[start MATERIAL FOR THIS TASK]

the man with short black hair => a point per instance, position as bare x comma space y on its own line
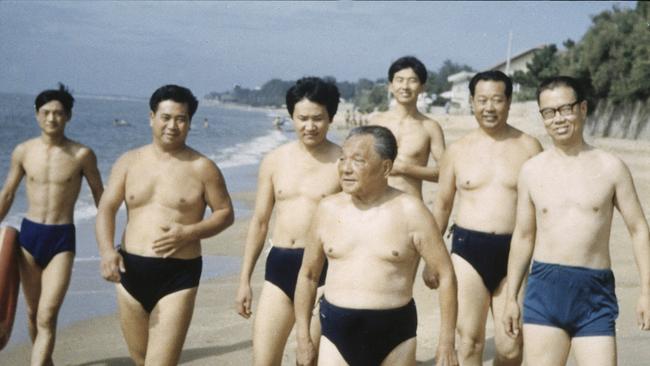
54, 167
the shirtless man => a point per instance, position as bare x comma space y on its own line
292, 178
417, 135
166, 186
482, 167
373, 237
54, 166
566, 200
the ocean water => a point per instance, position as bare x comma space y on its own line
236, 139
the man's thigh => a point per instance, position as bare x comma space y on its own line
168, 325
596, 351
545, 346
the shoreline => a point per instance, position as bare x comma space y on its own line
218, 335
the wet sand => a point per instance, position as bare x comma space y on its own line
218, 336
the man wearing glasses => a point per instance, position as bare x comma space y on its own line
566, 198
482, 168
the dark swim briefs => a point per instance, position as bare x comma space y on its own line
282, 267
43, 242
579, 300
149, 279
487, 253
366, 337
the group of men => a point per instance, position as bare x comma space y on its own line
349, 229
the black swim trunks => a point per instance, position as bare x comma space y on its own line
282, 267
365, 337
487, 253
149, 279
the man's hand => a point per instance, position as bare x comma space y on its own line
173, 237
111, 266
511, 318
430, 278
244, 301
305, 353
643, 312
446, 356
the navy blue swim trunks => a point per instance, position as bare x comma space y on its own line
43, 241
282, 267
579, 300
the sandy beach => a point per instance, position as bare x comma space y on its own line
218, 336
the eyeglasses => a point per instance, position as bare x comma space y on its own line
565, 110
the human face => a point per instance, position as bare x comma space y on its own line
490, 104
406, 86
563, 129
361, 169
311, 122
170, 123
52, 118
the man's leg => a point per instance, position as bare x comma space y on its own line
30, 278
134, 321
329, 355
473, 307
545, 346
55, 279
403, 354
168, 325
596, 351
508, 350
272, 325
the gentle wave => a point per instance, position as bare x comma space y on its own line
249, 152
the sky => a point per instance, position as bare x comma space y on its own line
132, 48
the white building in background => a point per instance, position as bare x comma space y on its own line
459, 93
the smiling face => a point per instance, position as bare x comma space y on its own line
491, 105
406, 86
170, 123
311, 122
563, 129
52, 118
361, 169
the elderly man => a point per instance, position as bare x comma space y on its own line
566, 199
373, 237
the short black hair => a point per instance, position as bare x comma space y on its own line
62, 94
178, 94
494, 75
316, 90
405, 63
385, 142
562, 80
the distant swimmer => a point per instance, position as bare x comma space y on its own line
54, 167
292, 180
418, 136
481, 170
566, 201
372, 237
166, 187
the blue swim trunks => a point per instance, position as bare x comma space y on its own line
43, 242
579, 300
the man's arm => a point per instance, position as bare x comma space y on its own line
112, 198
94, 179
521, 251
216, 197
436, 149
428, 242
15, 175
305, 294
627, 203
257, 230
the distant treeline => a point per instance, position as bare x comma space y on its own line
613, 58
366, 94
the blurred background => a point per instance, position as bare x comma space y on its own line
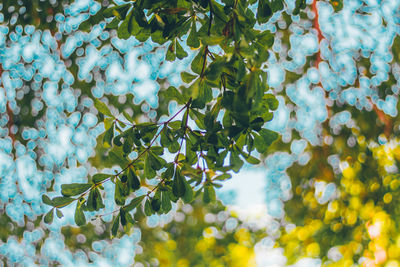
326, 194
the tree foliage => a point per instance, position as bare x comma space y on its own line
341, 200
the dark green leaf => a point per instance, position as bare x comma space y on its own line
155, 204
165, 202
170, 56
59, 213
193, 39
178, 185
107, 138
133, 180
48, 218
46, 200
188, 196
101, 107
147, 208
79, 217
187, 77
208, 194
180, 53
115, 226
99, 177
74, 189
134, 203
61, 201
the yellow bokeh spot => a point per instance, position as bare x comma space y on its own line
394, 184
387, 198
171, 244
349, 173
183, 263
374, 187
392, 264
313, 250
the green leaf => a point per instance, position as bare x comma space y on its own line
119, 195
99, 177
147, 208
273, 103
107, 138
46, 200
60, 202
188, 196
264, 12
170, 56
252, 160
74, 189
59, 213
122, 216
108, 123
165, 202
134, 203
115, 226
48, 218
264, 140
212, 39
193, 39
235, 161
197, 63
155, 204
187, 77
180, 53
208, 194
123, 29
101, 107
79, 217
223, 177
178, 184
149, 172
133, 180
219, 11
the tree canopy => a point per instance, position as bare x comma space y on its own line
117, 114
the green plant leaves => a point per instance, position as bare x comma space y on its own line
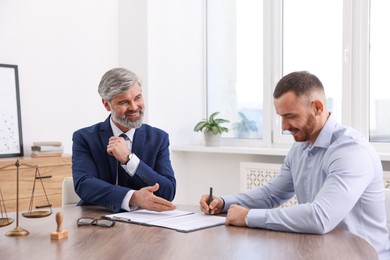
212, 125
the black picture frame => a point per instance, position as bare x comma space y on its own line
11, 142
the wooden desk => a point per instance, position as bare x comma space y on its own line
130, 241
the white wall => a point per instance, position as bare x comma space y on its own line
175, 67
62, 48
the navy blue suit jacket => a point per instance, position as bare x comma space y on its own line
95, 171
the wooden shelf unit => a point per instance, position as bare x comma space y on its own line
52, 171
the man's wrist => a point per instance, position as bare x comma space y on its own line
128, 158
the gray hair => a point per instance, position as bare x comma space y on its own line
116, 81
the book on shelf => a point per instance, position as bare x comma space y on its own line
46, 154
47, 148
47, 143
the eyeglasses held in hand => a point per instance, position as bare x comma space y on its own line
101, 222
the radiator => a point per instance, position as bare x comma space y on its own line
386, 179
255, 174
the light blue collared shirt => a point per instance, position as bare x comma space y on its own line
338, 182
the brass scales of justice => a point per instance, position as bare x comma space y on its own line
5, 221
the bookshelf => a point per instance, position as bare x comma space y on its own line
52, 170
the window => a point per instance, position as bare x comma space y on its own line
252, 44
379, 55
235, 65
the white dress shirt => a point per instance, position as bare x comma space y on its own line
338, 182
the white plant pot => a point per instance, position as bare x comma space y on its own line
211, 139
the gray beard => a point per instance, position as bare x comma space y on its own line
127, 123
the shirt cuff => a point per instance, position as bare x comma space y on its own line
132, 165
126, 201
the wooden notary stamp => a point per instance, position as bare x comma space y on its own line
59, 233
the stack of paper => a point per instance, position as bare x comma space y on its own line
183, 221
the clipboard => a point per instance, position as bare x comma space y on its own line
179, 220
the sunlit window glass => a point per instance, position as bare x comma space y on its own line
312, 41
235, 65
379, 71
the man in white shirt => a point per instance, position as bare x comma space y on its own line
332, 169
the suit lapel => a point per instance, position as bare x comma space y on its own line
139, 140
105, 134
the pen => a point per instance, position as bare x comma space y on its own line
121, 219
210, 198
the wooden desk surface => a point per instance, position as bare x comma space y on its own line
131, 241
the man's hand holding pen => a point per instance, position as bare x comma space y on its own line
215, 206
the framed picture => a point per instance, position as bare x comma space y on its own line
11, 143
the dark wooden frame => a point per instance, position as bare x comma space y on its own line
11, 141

[end MATERIAL FOR THIS TASK]

WRITTEN TASK: Copy, character for character, the lines from the line that holds "the wooden notary" through the final line of the records above.

RESPONSE:
the wooden notary stamp => a point per instance, position as bare x comma space y on its own line
59, 233
the stack of paper => a point per instance, position as bare x comma space y on its own line
183, 221
the clipboard => a point per instance, position as bare x comma space y on its own line
179, 220
the sunlit window glass => a point per instance, position as bare x comma space y on its own line
312, 41
235, 65
379, 71
the man in white shirt => a point per instance, position as bare x comma space y on its own line
332, 169
the suit lapel => a point per instance, position as bare x comma space y on its own line
139, 140
105, 134
the pen => a point per instance, position as bare x comma space y on its own line
121, 219
210, 198
the wooden desk surface => a point per instance, position as bare x comma space y on its own line
131, 241
the man's hand holding pen => a point per instance, position as bare x comma space y on its own line
215, 206
the framed picture => a point per instance, position as bare x comma space y on its own line
11, 143
the dark wooden frame => a point per instance, position as bare x comma space y on its own line
11, 141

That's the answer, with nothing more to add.